STATED GOAL 1
Copy out every line of the records below, requests included, adding 96 to each bounding-box coordinate in the answers. Leave the pictures out.

### SUPPLIED TEXT

# The Gura Gear brand returns with launch of three new Kiboko backpacks



## Canon Rumors Guy (Nov 7, 2018)

> Our absolute favourite camera backpack manufacturer Gura Gear has returned with a new range of Kiboko backpacks and Et Cetera accessory bags.
> Gura Gear built a reputation for making the best quality backpacks on the market, along with one of the best warranties. The brand went away after it acquired Tamrac, and the Gura Gear series became the G Elite line. The bags weren’t quite as good and the Tamrac name just didn’t carry the same cachet as “Gura Gear” did.
> 
> The return of Gura Gear has been a long time in the making, years in fact. We’re excited to see the brand come back, and they truly make the best travel backpacks on the market. The second versions of the Kiboko bags have the same fantastic build quality and can carry pretty much anything you throw at them.
> ...



Continue reading...


----------



## Del Paso (Nov 7, 2018)

Does this imply that Gura Gear ins now independent again?


----------



## Canon Rumors Guy (Nov 7, 2018)

Del Paso said:


> Does this imply that Gura Gear is now independent again?



Gura Gear will be run as an independent brand, but they still own Tamrac.


----------



## BK (Nov 7, 2018)

I bought the 22L for $150 when they were closing them out back in 2015 based on a post I saw here.

######

STATED GOAL 2
In the forum thread, shorten the paragraph beginning "The return of Gura Gear has been" while keeping its main facts.

### RECORDED DATA

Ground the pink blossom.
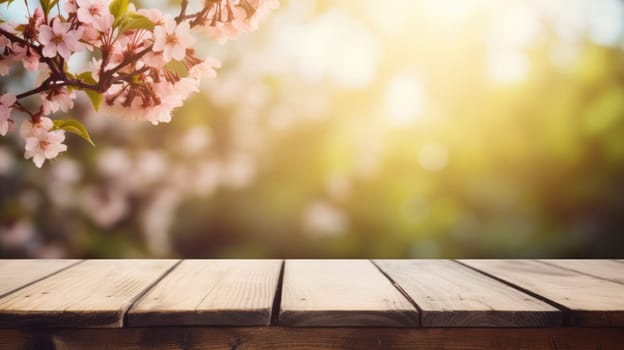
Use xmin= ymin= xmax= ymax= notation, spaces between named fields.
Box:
xmin=39 ymin=19 xmax=82 ymax=60
xmin=189 ymin=56 xmax=221 ymax=80
xmin=12 ymin=43 xmax=41 ymax=72
xmin=153 ymin=16 xmax=195 ymax=61
xmin=20 ymin=117 xmax=67 ymax=168
xmin=0 ymin=93 xmax=15 ymax=136
xmin=63 ymin=0 xmax=78 ymax=13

######

RESPONSE 1
Ground the pink blossom.
Use xmin= ymin= xmax= ymax= notation, spaces between named fields.
Box:
xmin=135 ymin=115 xmax=178 ymax=156
xmin=285 ymin=152 xmax=317 ymax=176
xmin=108 ymin=139 xmax=137 ymax=168
xmin=249 ymin=112 xmax=291 ymax=157
xmin=116 ymin=213 xmax=163 ymax=264
xmin=96 ymin=189 xmax=111 ymax=232
xmin=159 ymin=96 xmax=174 ymax=109

RESPONSE 2
Gura Gear's return took years. The writer is excited to see the brand back and calls its travel backpacks the best on the market. The second-version Kiboko bags keep the same excellent build quality and can carry almost anything.